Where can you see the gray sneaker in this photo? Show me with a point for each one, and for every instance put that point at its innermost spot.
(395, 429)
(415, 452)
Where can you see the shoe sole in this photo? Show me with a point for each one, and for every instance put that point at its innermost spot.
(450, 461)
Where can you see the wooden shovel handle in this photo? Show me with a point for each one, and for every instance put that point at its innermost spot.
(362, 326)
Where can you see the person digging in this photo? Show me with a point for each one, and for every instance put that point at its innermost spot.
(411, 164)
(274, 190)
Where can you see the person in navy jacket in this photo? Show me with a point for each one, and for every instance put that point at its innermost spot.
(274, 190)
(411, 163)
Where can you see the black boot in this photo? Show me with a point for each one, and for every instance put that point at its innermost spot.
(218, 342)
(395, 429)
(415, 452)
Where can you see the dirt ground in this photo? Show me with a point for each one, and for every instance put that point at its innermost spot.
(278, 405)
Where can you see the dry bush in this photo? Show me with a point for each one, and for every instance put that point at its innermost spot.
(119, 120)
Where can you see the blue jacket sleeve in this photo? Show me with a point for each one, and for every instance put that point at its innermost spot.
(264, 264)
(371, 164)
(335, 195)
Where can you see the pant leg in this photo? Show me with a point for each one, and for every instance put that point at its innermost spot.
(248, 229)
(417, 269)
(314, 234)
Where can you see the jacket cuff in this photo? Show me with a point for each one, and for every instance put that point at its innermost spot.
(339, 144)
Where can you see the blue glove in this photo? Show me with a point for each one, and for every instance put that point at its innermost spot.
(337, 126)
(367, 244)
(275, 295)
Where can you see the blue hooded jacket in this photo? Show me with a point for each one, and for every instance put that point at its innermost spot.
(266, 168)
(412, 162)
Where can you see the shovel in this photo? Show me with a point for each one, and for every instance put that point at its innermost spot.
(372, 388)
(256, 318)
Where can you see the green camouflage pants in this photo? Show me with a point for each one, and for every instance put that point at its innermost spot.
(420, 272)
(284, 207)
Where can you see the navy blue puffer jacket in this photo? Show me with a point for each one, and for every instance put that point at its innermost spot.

What this task involves:
The whole of the material above should be given again exactly.

Final answer:
Where can you see the gray sneaker in this photo? Show me with a point for each one, and for every instance put that point at its innermost spot.
(395, 429)
(415, 452)
Where can you see the shoe sole in this photo? Show me with a point for each one, and for every instance put that point at its innermost spot.
(450, 461)
Where can you see the wooden shovel handle in this photo? Show me with a point for each one, and for every instance put that point at its innermost spot.
(362, 326)
Where can you see the person digging in this photo? Show me with a point for each one, and for every instance put that point at its innermost spot.
(411, 164)
(274, 190)
Where can you see the person in navy jacket in this photo? Show me with a point for each one, and for every instance put that point at its innermost spot.
(274, 190)
(411, 163)
Where can you see the black boot in this photo? Show me with a point for each one, and for every instance put that point at its innermost spot.
(218, 342)
(395, 429)
(415, 452)
Where can you see the dirt ground in this photo? Show me with a point for each one, and for every instance put that point at its innermost spot.
(278, 405)
Where can you see the dry bush in this photo? Show me with a point for each one, and for every instance put that point at its innermost spot.
(119, 120)
Where can you see the blue jacket sleeve in this photo? Show me with a point for each one, and for every instance put that point at its innermost spot.
(264, 264)
(371, 164)
(335, 195)
Where can you see the pant leg in this photo? Show me with a point for each one, and for every instance put that point at its innermost spot.
(248, 229)
(417, 269)
(314, 234)
Where can you see the jacket cuff in this photo? Show me with a point for each one, and for every instance put that point at its innermost spot.
(339, 144)
Where can you see the blue glove in this photo? Show me with a point for each one, and for every instance put that point at its innermost spot.
(337, 126)
(367, 244)
(275, 295)
Where can you see the blue hooded jacket in this photo? Show me with a point for each one, and for every instance put that point at its innermost spot.
(266, 168)
(412, 162)
Where can you see the shovel in this photo? Show me with a point for each one, and for every instance put that point at its innermost spot.
(372, 388)
(256, 318)
Where can you see the green camouflage pants in this photo? Show me with a point for each one, and for every instance put that point at its innermost spot.
(420, 272)
(284, 207)
Where can you see the navy blue puffer jacket in this photo? Show me with a point for each one, and for every instance put that point at its innermost spot.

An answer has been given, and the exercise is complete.